Recorded information START

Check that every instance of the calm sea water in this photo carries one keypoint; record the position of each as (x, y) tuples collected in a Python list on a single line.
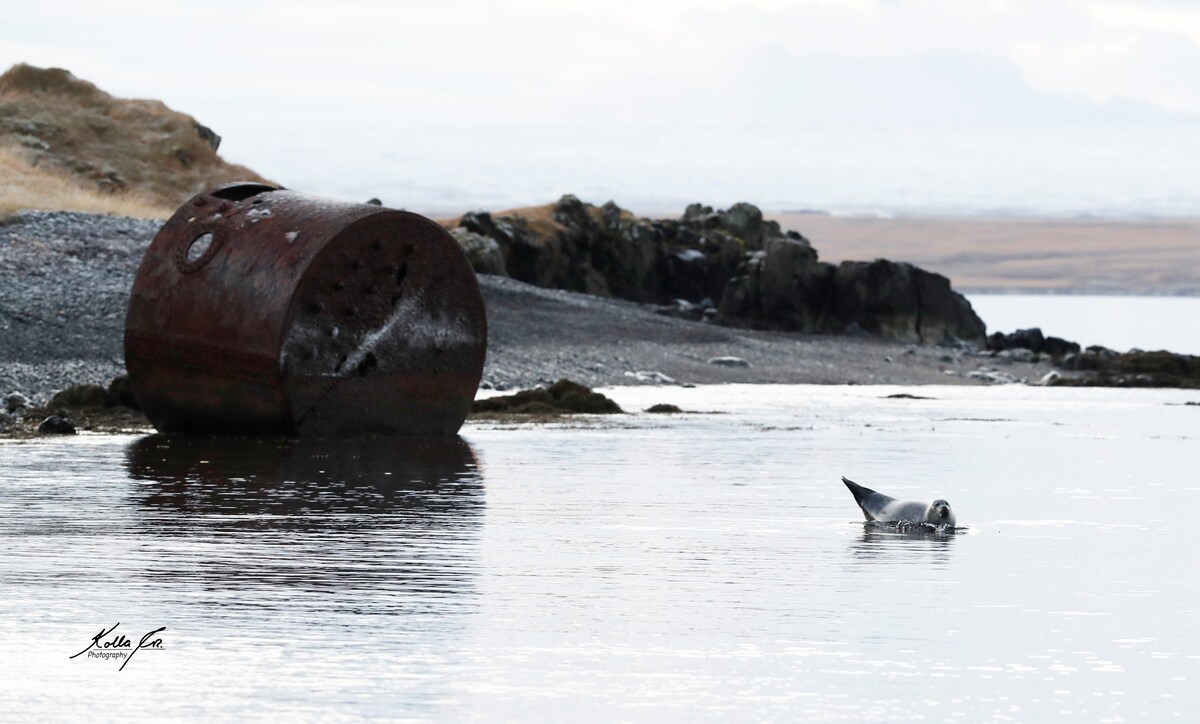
[(1115, 322), (699, 567)]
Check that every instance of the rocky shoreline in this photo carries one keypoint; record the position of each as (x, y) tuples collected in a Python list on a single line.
[(69, 276)]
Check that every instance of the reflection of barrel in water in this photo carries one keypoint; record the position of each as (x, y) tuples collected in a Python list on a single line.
[(365, 519), (277, 477)]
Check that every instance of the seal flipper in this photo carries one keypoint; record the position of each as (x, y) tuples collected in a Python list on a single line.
[(867, 498)]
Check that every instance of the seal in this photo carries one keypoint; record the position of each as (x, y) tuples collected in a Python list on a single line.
[(881, 508)]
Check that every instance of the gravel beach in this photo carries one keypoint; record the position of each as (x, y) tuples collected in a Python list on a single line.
[(67, 276)]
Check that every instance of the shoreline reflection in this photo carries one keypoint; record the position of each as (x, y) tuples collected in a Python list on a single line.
[(367, 522)]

Recorded information END

- **Work required**: Print exactly the lines of the records from the one containing "Check that every instance of the gravel" through the end, and nothing besides them.

- **Answer space**:
Check that every instance of the gravel beach in this photo carries one keypoint; record the position of each as (x, y) tuples collected in a Python list on a single line.
[(67, 276)]
Check that every instance of the shoreline reflection in this photo carries one keypoint; record the position of each as (x, y) tuples collected in a Python list on a single line.
[(367, 522)]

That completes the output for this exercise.